··· TEXT SECTION ···

&[&str] vs [&str; N] in Function Parameters

In Rust, handling function parameters often involves understanding the distinction between fixed-size arrays ([&str; N]) and slices (&[&str]). While both are collections of elements, their use cases and behaviours differ significantly, particularly when working with dynamically sized inputs.

This article will help clarify the differences and explain when to use each approach, complete with example code.

The Basics: What Are These Types?[&str; N] (Fixed-Size Arrays)

• Represents an array with a fixed number of elements (N), each of type &str.
• The size (N) is known at compile time and cannot change.

Example:

let fixed_args: [&str; 2] = ["arg1", "arg2"];

---

&[&str] (Slices)

• Represents a reference to a dynamically sized array (slice) of elements, all of type &str.
• The size is determined at runtime, making it flexible for handling variable-length inputs.

Example:

let dynamic_args: &[&str] = &["arg1", "arg2", "arg3"];

---

Function Parameters: When to Use Which?

Fixed-Size Arrays ([&str; N])

If your function requires a specific number of arguments, you can use a fixed-size array. This ensures the input always meets the expected size.

Example:

fn deploy_fixed(constructor_args: [&str; 2]) -> String {
    constructor_args.join(",")
}

fn main() {
    let result = deploy_fixed(["arg1", "arg2"]); // Must be exactly two elements
    println!("{}", result);
}

Pros:

• Ensures the size of the input is correct at compile time.

Cons:

• Inflexible for varying input sizes.

---

Slices (&[&str])

If your function needs to handle a variable number of arguments, slices are the idiomatic choice. They allow you to work with inputs of any size without taking ownership.

Example:

fn deploy_dynamic(constructor_args: &[&str]) -> String {
    constructor_args.join(",")
}

fn main() {
    let result = deploy_dynamic(&["arg1", "arg2", "arg3"]);
    println!("{}", result);
}

Pros:

• Flexible for dynamic input sizes.
• Matches idiomatic Rust patterns for function parameters.

Cons:

• Does not enforce a specific size at compile time.

···

→ **PROBLEMS**:
A. From the Rust article on array and slice parameters, quote everything from "In Rust, handling" down to "each of type &str.".
B. Condense the paragraph of the Rust article on array and slice parameters that begins "In Rust, handling function parameters" into a short bulleted list that keeps its main facts.

··· DATA RECORDS ···

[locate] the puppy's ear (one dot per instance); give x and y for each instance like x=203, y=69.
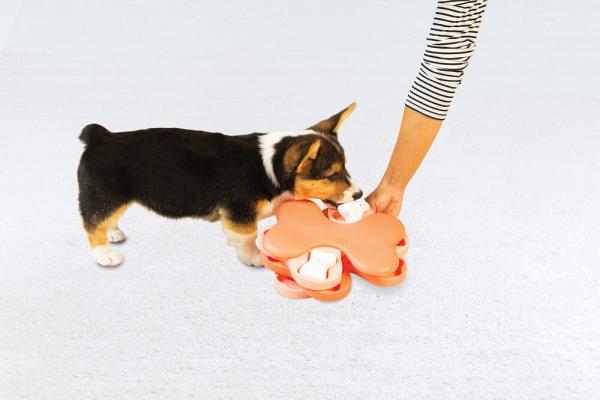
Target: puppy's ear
x=333, y=123
x=299, y=157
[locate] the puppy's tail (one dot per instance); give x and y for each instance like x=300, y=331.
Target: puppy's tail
x=93, y=134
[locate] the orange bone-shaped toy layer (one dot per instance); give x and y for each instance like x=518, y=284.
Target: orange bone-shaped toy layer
x=369, y=244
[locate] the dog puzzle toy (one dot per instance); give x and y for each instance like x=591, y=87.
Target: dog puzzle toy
x=314, y=251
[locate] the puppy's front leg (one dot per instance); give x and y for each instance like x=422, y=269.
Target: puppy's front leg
x=243, y=238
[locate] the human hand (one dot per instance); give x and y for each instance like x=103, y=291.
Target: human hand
x=386, y=198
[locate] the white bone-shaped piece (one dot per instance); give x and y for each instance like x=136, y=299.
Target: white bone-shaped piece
x=319, y=263
x=354, y=210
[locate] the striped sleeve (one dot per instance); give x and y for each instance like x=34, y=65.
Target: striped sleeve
x=450, y=45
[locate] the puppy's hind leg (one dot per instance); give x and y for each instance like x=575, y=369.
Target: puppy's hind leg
x=99, y=237
x=242, y=236
x=116, y=235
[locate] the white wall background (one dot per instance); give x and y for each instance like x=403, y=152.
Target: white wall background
x=502, y=298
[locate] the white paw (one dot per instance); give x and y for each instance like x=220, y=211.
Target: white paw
x=116, y=235
x=250, y=258
x=106, y=257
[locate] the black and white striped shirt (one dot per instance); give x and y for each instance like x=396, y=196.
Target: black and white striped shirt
x=450, y=44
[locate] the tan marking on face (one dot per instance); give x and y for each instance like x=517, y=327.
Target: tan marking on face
x=97, y=236
x=322, y=189
x=336, y=167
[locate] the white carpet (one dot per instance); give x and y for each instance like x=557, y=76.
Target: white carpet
x=502, y=298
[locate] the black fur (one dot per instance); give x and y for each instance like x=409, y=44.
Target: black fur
x=174, y=172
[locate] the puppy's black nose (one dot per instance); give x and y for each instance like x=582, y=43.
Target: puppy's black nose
x=357, y=195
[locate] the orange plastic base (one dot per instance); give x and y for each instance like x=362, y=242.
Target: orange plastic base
x=302, y=226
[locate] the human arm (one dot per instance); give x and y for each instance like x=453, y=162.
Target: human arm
x=450, y=45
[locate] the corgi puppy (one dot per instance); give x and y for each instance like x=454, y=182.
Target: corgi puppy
x=184, y=173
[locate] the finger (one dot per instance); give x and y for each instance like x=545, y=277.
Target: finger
x=371, y=200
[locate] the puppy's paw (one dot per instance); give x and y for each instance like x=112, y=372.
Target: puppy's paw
x=116, y=235
x=106, y=257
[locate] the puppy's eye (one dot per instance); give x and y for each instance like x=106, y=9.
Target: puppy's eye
x=333, y=176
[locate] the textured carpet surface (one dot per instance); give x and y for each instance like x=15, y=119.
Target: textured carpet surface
x=503, y=294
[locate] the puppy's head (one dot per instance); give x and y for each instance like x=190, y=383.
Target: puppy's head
x=312, y=163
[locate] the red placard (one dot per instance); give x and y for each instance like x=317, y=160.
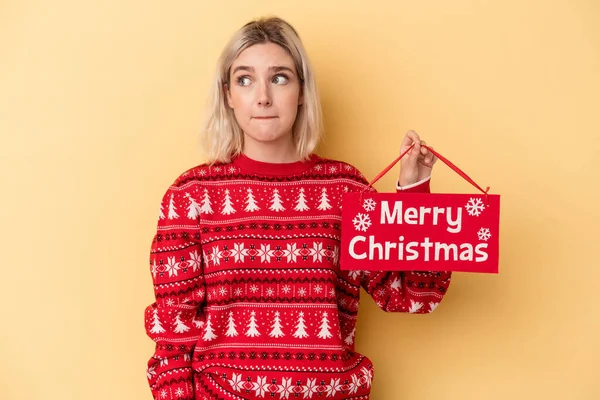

···

→ **SOLUTIONS IN ORDER**:
A.
In Rust, handling function parameters often involves understanding the distinction between fixed-size arrays ([&str; N]) and slices (&[&str]). While both are collections of elements, their use cases and behaviours differ significantly, particularly when working with dynamically sized inputs.

This article will help clarify the differences and explain when to use each approach, complete with example code.

The Basics: What Are These Types?[&str; N] (Fixed-Size Arrays)

• Represents an array with a fixed number of elements (N), each of type &str.

B.
- Rust function parameters often call for telling fixed-size arrays ([&str; N]) apart from slices (&[&str]).
- Both are collections of elements.
- Their use cases and behaviors differ significantly, especially with dynamically sized inputs.